Do this
From the entries below, keep only the lines that contain the string "brown" and copy each of those lines in full. Case counts when matching.
════
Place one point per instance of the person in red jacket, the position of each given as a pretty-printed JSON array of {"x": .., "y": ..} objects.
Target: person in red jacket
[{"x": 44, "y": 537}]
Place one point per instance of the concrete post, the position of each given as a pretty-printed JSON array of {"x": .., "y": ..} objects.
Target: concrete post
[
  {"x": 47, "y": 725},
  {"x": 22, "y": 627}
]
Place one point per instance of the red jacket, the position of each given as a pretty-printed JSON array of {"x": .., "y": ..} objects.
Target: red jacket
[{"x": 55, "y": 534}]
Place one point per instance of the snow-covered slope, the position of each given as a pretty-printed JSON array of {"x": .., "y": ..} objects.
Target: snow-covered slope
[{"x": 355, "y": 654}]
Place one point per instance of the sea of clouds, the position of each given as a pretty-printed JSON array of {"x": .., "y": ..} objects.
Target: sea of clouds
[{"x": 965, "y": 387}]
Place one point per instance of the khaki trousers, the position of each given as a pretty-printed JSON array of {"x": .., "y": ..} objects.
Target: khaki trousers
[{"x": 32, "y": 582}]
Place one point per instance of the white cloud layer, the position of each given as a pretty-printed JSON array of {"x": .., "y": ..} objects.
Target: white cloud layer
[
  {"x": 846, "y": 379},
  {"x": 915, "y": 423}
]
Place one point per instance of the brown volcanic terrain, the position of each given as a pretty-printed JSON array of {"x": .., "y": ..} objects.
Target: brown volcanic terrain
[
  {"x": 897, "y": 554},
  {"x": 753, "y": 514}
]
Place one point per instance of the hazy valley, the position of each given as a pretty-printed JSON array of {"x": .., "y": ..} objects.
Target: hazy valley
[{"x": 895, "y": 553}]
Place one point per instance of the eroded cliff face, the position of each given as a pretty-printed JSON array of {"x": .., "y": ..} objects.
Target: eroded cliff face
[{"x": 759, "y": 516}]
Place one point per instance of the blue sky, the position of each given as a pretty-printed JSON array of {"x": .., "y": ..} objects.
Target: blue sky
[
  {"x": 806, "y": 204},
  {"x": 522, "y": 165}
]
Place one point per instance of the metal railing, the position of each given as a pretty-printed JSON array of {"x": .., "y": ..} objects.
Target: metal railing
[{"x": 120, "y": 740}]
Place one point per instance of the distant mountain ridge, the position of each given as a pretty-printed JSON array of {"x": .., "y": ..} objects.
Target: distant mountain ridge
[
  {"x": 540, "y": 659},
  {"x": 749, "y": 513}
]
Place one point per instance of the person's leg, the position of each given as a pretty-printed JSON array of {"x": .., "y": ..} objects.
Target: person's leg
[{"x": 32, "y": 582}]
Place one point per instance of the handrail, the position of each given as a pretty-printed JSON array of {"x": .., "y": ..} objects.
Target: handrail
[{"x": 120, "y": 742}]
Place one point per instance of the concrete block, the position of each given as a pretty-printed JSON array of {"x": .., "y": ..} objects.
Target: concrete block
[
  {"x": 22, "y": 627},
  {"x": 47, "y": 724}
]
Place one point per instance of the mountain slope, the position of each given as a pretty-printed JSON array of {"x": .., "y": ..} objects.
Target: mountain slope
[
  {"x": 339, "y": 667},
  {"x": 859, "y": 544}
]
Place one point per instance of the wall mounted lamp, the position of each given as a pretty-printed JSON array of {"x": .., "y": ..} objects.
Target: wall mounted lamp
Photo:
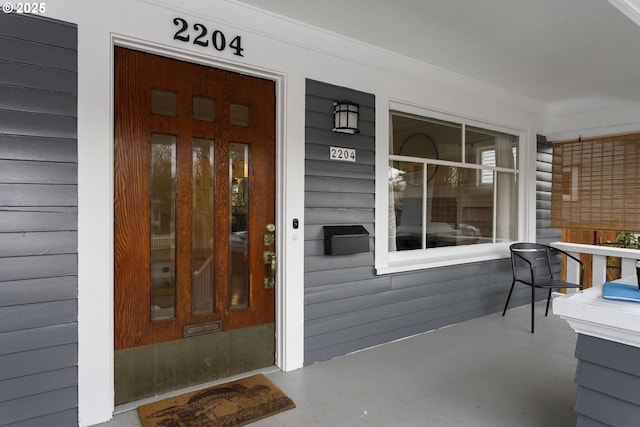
════
Complete output
Place one point per instance of the brown volcanic terrain, the position of each given as a pretty-printed JSON array of {"x": .., "y": ..} objects.
Target: brown volcanic terrain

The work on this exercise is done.